● REQUIRED TASK 1
In the case summary, on what date did the Circuit Court of Kanawha County grant the preliminary injunction?

804 S.E.2d 883
W. Va.2017Background
- West Virginia enacted Senate Bill 1 (the "Workplace Freedom Act" / "right-to-work" law) in 2016 prohibiting compulsory union membership and compulsory payment of union dues/fees as a condition of employment.
- Several unions sued state officials, seeking a preliminary injunction to stop enforcement and alleging three constitutional claims: impairment of associational rights, an uncompensated taking of union property, and deprivation of liberty (forced labor without compensation).
- The Circuit Court of Kanawha County granted a preliminary injunction (Feb. 24, 2017) halting the law pending resolution on the merits; the State appealed.
- The West Virginia Supreme Court reviews injunctions for abuse of discretion, underlying facts for clear error, and legal questions de novo; plaintiffs seeking to enjoin a statute must show a likelihood of success on the merits among other factors.
- The Court emphasized the strong presumption of constitutionality for legislative enactments and observed that many other states have similar right-to-work laws and no appellate court had struck one down on the unions’ asserted constitutional grounds.
- The Court concluded the unions failed to show a likelihood of success on any of their three constitutional claims and reversed the preliminary injunction, dissolving it and remanding for further proceedings.

● STORED RECORDS

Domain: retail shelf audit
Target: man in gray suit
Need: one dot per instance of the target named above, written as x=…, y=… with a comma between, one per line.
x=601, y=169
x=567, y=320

● REQUIRED TASK 2
Duplicate the listing above, keeping every line identical.

● WRITTEN ANSWER 1
February 24, 2017.

● WRITTEN ANSWER 2
Domain: retail shelf audit
Target: man in gray suit
Need: one dot per instance of the target named above, written as x=…, y=… with a comma between, one per line.
x=601, y=169
x=567, y=320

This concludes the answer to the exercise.